Brief 1: Repeat the ocean-cleanup robot discussion word for word, from "Still, not every" down to "when they break?".
Brief 2: In the ocean-cleanup robot discussion, what ratio of material removed to material added does the writer expect?

Document text:
- - - - -

The bulk of the robots will be very simple bio-mimetic structures made out of
bubbles of plastic attached to each other with glue (in situ production of a
suitable marine glue from e.g. algae is one very big open question for the
project. Although I can make do with filaments and knots.) Actuators will be
mostly simple pneumatic/hydraulic systems. Peristalsis. Power will mostly be
passive scavenged from the environment. MSO is an exothermic reaction. Think
of giant artificial hydras lining a vast floating spiral "digestive system"
that concentrates plastic at the processing center at the, er, center, while
rejecting fish and other biota.

> Undoubtedly, there will be an addition of material to the ocean system.

Yeah, the limiting factor will likely be small robust electronics packages.
Still, not every drone has to have the full complement of sensors and
processors. It's not impossible that a simple "clockwork" brain will suffice
for the bulk of the drones.

> Will the all-in cost of adding the additional material offset the all-in
> cost of the amount of plastic reduction?

I figure so, because I'll be only adding at much matter as needed to make the
trash "smart". And the ratio of stuff removed to stuff added should be
10,000-to-1 or better. One ATMega microcontroller can provide brains for
several tons of plastic.

> What damage can these devices do when they malfunction? What environmental
> harm can happen when they break?

Very good questions. So far I'm designing them to be no more of a problem than
the trash itself. I expect to be able to have a boat pass through and neither
it nor the swarm should even notice each other, FWIW. Also, the robots
themselves will be recycled once they have passed the inflection point.

The main issue was how to maintain control, and I think I've got that figured
out. I had to design a system that lets me specify my hardware and software
from the gates up to be provably correct. Now that I have that the actual OS
and robot guidance system is pretty straightforward. It helps that things like
ML have come a long way since I started. A lot of problems I anticipated have
already been solved in the the meantime.

- - - - -

(Outline labeling records)
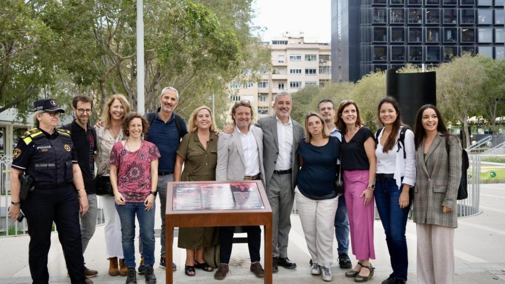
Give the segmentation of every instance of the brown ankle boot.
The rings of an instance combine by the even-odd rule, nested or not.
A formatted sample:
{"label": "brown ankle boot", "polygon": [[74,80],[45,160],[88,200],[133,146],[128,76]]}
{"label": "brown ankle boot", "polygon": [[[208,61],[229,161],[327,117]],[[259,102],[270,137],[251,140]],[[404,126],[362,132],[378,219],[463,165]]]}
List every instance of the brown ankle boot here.
{"label": "brown ankle boot", "polygon": [[116,276],[119,274],[119,269],[118,268],[118,258],[110,257],[109,260],[109,275],[111,276]]}
{"label": "brown ankle boot", "polygon": [[119,260],[119,275],[126,276],[128,275],[128,267],[125,265],[125,259]]}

- - - - -

Task result 1:
Still, not every drone has to have the full complement of sensors and
processors. It's not impossible that a simple "clockwork" brain will suffice
for the bulk of the drones.

> Will the all-in cost of adding the additional material offset the all-in
> cost of the amount of plastic reduction?

I figure so, because I'll be only adding at much matter as needed to make the
trash "smart". And the ratio of stuff removed to stuff added should be
10,000-to-1 or better. One ATMega microcontroller can provide brains for
several tons of plastic.

> What damage can these devices do when they malfunction? What environmental
> harm can happen when they break?

Task result 2: 10,000-to-1 or better.